Photo-based referring expression data

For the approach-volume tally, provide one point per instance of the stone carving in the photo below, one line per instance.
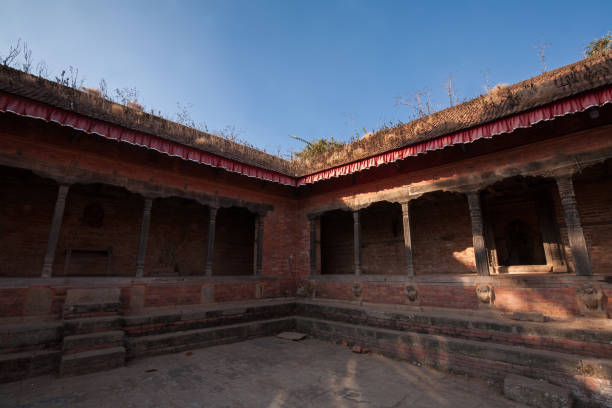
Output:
(485, 294)
(357, 289)
(592, 301)
(411, 293)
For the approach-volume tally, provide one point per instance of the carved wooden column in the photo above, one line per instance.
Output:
(482, 266)
(407, 238)
(313, 245)
(144, 236)
(56, 224)
(212, 220)
(259, 256)
(582, 263)
(357, 242)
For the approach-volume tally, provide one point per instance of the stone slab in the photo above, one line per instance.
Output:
(293, 336)
(539, 394)
(92, 361)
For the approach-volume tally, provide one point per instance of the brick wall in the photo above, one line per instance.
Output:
(337, 256)
(442, 235)
(26, 206)
(234, 242)
(178, 238)
(382, 239)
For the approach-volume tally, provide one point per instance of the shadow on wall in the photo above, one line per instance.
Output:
(441, 230)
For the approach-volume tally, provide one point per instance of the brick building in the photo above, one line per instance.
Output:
(477, 239)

Aim of the task: Copy out each line of the records that holds the string "brick".

Exercise response:
For the approach-volume tally, provide one point per instance of the brick wall in the photo above, one line per instance.
For the approach-volume tally, provide one point per instance of the brick building in the photo above, one line per instance.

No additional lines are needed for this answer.